SOURCE EXTRACT:
┏━━
A Puerto Rican/Mexican couple who changed the face of segregation and the civil rights struggle in the United States, seven years before Brown v. Board of Education.

The California landmark civil rights case of Mendez v. Westminster (1947) arguably made one of the greatest contributions to the civil rights struggle for equality in the United States. During the last decade, several successful attempts to educate the public about the importance of the case have resulted in Mendez finally beginning to be recognized as a significant case in the historic context of the civil rights era. However, to this date, Mendez is not mentioned in most law school textbooks as one of the “Road to Brown” cases; this is largely because it was decided in the California Supreme Court and Appellate Court but never reached the U.S. Supreme Court.

To keep the Mendez legacy alive and provide a historical, legal and human context to the case, one must distinguish Mendez from and place the case in the context of the other civil rights cases, also known as the “Road to Brown” (Brown v. Board of Education). Most of the known landmark cases that lay the groundwork for Brown were what is known in the legal realm as “test cases,” meaning that the cases consisted of plaintiffs who were carefully selected and financed to legally challenge the unconstitutionality of “Separate But Equal.”

The test case tactic underlies most legal cases that are brought to the U.S. Supreme Court, especially in the areas of discrimination, religion, affirmative action, gender, sexual preference and voting rights, just to mention a few areas. By contrast, the plaintiffs brought the Mendez case on their own behalf and financed their own expenses and those of their peers. The Mendez family effectively ended segregation in California seven years before the Brown decision, on their own initiative, at their own expense and in response to an unplanned event. They were not selected to assume the role of plaintiff and did not have an army of lawyers or money behind them.
┗━━
ENTRIES SHOWN:
┏━━
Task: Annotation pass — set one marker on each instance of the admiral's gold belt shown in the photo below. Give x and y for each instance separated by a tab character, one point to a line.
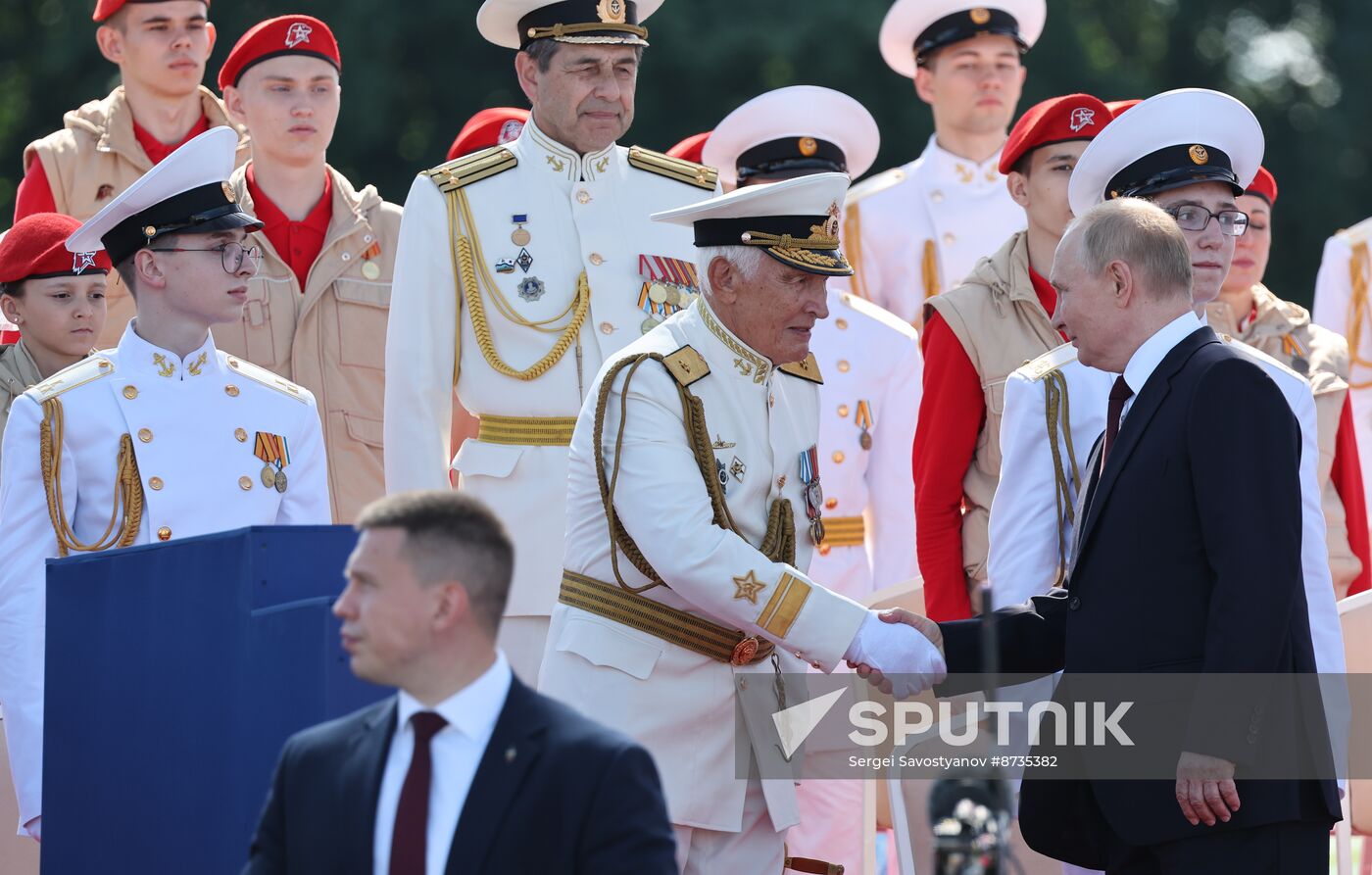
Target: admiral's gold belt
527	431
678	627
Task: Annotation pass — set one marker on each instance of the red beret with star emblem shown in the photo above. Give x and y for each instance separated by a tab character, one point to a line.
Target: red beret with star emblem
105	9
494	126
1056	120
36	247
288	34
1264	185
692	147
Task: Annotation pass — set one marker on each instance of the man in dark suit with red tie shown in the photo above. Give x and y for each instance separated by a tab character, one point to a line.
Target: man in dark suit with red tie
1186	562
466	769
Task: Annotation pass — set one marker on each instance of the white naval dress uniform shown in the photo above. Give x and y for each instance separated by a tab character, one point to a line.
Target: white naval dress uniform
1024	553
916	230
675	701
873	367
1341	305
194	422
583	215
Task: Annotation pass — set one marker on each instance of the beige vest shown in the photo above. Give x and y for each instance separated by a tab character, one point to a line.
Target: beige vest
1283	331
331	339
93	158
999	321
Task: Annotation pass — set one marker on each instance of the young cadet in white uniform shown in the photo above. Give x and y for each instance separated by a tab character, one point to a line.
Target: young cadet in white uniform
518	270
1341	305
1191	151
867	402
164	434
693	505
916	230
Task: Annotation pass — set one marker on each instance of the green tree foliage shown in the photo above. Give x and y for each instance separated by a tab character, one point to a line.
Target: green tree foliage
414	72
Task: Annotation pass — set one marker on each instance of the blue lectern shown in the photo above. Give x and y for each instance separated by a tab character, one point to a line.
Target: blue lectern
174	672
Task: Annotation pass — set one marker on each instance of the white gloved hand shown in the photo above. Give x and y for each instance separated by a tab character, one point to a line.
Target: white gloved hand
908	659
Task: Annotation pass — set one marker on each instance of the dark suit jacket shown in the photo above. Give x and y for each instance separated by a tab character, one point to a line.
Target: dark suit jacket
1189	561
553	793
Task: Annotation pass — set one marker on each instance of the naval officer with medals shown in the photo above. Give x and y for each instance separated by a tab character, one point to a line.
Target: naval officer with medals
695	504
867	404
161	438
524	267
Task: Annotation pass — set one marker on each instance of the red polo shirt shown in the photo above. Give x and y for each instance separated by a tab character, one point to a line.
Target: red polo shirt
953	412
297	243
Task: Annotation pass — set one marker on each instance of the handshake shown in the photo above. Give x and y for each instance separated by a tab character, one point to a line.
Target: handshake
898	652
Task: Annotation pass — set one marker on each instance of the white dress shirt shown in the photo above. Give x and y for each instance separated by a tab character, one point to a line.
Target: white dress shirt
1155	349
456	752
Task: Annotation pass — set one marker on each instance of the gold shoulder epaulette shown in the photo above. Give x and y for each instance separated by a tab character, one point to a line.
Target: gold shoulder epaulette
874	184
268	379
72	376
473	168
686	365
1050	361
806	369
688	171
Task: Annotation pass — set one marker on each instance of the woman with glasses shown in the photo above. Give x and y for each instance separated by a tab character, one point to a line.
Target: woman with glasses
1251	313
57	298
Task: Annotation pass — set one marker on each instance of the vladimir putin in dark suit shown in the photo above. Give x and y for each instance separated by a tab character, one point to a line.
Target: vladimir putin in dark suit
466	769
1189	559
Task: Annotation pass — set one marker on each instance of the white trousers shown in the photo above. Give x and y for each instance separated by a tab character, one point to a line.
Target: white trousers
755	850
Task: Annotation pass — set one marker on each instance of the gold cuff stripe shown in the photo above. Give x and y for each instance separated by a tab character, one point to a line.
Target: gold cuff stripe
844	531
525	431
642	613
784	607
┗━━
REQUIREMENTS:
**a)** List the areas of law that the Mendez v. Westminster passage names as ones where the test case tactic underlies most cases brought to the U.S. Supreme Court.
**b)** According to the Mendez v. Westminster passage, why is Mendez left out of most law school textbooks as a "Road to Brown" case?
**c)** Copy everything in the Mendez v. Westminster passage from "The California landmark" down to "U.S. Supreme Court.".

THE RESPONSES:
**a)** Discrimination, religion, affirmative action, gender, sexual preference, voting rights

**b)** It was decided in the California Supreme Court and Appellate Court but never reached the U.S. Supreme Court.

**c)**
The California landmark civil rights case of Mendez v. Westminster (1947) arguably made one of the greatest contributions to the civil rights struggle for equality in the United States. During the last decade, several successful attempts to educate the public about the importance of the case have resulted in Mendez finally beginning to be recognized as a significant case in the historic context of the civil rights era. However, to this date, Mendez is not mentioned in most law school textbooks as one of the “Road to Brown” cases; this is largely because it was decided in the California Supreme Court and Appellate Court but never reached the U.S. Supreme Court.